-- START OF Source excerpt --

Subsequent emission of electrons occurs from this cathode plasma,
which has a very low work function and allows for high current
densities to be generated (I>100,000 A/cm.sup.2). The
significant drawback of this process is that the generated cathode
plasma typically expands towards the anode at a rate of 1 to 2
cm/.mu.sec, which limits the useful pulse length and precludes
repetitively pulsed operation (the expanding plasma reduces the
effective cathode-to-anode distance because emission occurs from
the leading edge of the plasma. The decreased cathode-anode spacing
increases the current which is drawn, since this type of situation
is described by Child-Langmuir space-charge limited flow, resulting
in electron gun impedance collapse). Field emission cathodes which
operate without producing a plasma have to date been limited to
single-tip or few tip emission arrays, which are not useful for the
generation of macroscopic electron beams.
SUMMARY OF THE INVENTION
Accordingly, it is an object of the present invention to produce an
electron beam source which achieves high macroscopic current
densities.
It is another object of the present invention to produce an
electron beam source which achieves high macroscopic current
densities without severe vacuum requirements.
It is a further object of the present invention to produce an
electron beam source which achieves high macroscopic current
densities in continuous or repetitively pulsed operation
environments.
It yet another object of the present invention to produce an
electron beam source which achieves high macroscopic current
densities and allows for intra-vacuum utilization of higher vapor
pressure materials which would poison and degrade thermionic
electron beam transmitters.
These and other objects are achieved by a cathode having an emitter
comprising a plurality of electrically conductive (generally metal)
hollow cylinders, having typical radii of less than about 0.5
microns, and usually less than about 0.3 microns. The invention is
exemplified by a cathode, particularly a field emitting cathode,
comprising a plurality of aligned, self-assembled, metal
microstructures, called tubules, disposed in and extending from a
conductive base. The tubules have outer diameters that can be
controlled between about 0.1 to 1.0 microns. The wall thickness
before metallization is typically about 300 to 600 .ANG..

-- END OF Source excerpt --

**Task instructions**
Carry the cathode patent text above forward, starting right after its last sentence.

-- START OF Given material --

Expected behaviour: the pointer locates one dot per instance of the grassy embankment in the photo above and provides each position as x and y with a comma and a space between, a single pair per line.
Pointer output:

-- END OF Given material --

**Response to the exercise**
Metallization generally adds another 200 to 400 .ANG. to the wall
thickness. Processing removes the lipid template leaving only the
submicron metal cylinder. Throughout the specification and the
claims that follow, the term "metal tubule" refers to the
metal-coated lipid structure or the hollow metal cylinders, unless
indicated otherwise, either explicitly or by context. The term
"tubule" is a general term and, depending on the context within
which it is employed, may refer to the lipid structure, the
metal-coated lipid structure, or the hollow metal cylinder.
In an exemplary method of production, the metal tubules are mixed
with a liquid or viscous matrix material such as an uncured epoxy
to form a composite matrix. The tubules are aligned in a magnetic,
electric, or flow field while the liquid or viscous I matrix
material hardens. The hardened matrix is then cut into sections,
usually normal to he tubule alignment axis. One end surface of a
section is etched or otherwise treated to remove the matrix, but
not the tubules. That end surface is then provided with a
conductive coating and fixed to a contact. The other end surface of
that section is then also treated to remove the matrix material and
leave the tubules extending from the conductive metal base.
BRIEF DESCRIPTION OF THE DRAWINGS
A more complete appreciation of the invention will be readily
obtained by reference to the following Description of the Preferred
Embodiments and the accompanying drawings in which like numerals in
different figures represent the same structures or elements,
wherein:
FIG. 1 is a schematic flow diagram showing a general process for
production of a field emitter according to the present
invention.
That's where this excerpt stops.